THE PROBLEM:
Lay out everything in the listing below, from the line containing "notation: point(407, 123)." down to the line containing "point(339, 86)", as a numbered list, leaving out any blank lines.

---- GIVEN RECORDS

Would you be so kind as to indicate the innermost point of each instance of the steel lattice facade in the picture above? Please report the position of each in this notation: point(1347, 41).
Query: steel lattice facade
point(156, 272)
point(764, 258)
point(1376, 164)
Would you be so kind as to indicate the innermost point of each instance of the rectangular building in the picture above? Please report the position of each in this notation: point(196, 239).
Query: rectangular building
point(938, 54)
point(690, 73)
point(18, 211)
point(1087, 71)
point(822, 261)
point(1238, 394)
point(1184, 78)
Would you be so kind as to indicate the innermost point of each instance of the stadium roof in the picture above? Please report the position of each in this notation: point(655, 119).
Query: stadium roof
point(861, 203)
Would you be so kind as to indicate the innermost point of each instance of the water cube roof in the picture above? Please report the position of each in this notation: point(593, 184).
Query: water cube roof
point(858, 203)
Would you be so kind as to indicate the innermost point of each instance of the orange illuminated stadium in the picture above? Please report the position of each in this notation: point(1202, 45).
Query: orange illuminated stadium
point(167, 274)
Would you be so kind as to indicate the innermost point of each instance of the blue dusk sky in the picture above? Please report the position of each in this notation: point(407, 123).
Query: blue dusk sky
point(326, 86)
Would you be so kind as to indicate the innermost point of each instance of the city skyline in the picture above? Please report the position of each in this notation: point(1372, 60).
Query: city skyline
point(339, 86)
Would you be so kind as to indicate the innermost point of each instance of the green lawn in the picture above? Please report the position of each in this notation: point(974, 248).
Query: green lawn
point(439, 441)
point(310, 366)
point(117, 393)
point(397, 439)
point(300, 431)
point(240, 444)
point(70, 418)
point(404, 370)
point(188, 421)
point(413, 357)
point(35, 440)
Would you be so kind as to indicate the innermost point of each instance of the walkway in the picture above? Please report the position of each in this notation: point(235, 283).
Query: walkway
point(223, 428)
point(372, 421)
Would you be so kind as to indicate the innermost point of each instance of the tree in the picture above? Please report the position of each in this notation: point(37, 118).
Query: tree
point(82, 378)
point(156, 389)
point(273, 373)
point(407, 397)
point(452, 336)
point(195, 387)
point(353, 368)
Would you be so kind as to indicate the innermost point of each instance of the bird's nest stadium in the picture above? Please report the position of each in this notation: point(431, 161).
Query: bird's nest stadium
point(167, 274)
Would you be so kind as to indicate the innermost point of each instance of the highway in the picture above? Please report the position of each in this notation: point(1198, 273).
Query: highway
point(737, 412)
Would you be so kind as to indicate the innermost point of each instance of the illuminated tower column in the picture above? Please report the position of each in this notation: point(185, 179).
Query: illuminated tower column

--------

WRITTEN ANSWER:
1. Would you be so kind as to indicate the innermost point of each instance of the blue dusk sky in the picture above? Please report the position of each in this notation: point(407, 123).
2. Query: blue dusk sky
3. point(326, 86)
4. Would you be so kind as to indicate the innermost point of each instance of the city skyline in the picture above? Please report the position of each in this notation: point(1372, 60).
5. Query: city skyline
6. point(339, 86)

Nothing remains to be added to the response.